## Begin

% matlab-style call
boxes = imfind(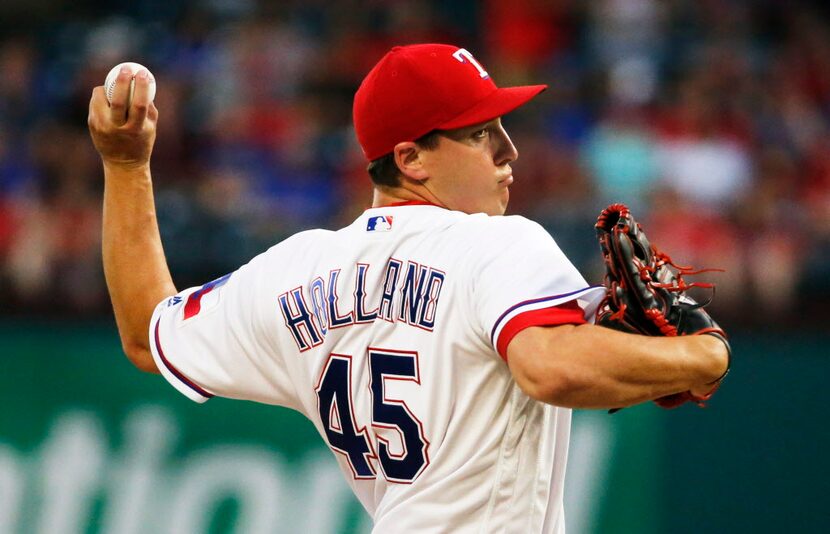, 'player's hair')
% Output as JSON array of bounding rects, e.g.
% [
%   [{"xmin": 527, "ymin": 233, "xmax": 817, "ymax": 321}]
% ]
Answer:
[{"xmin": 366, "ymin": 130, "xmax": 441, "ymax": 187}]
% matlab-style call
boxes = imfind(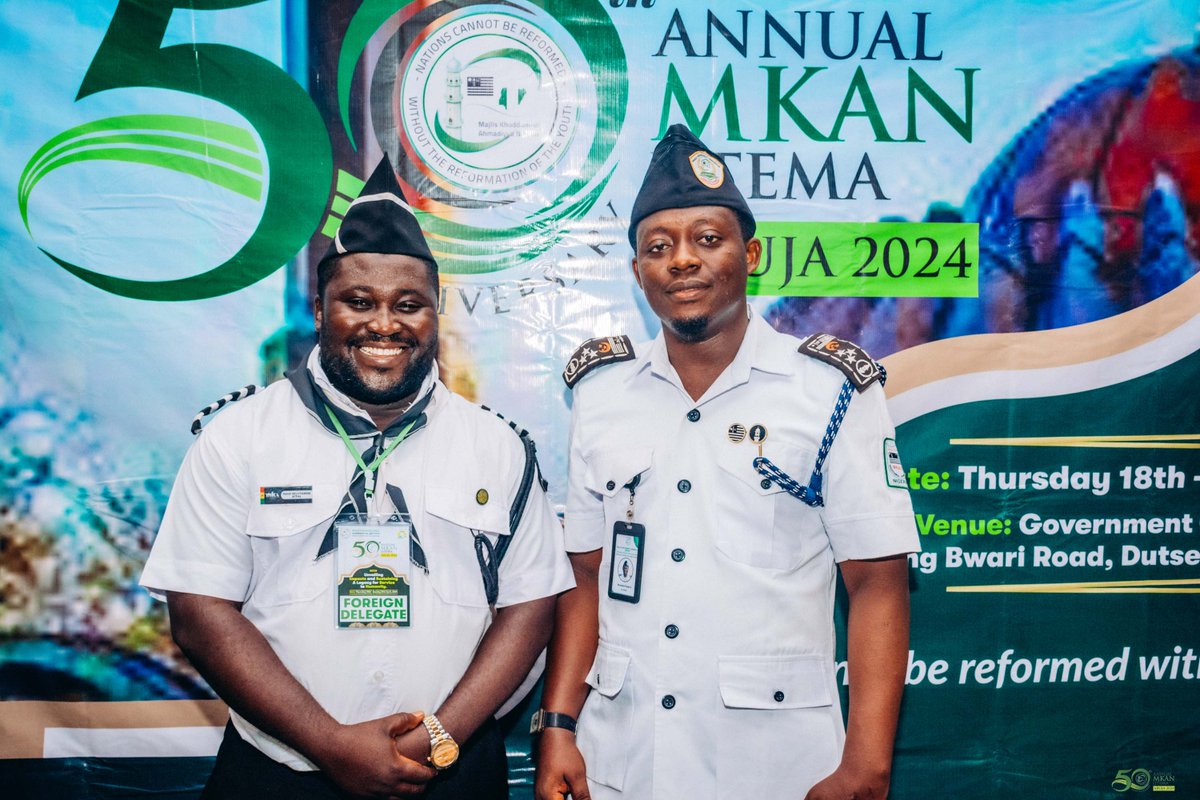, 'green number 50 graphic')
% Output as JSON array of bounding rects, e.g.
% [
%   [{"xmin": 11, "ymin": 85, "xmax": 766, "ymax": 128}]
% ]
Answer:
[{"xmin": 18, "ymin": 0, "xmax": 332, "ymax": 300}]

## End

WHAT YOU HAVE TO DO: How many lines in the items above contain the string "ymax"? Treat uppercase and lowercase letters as different, and reply with the number only.

THE ANSWER: 4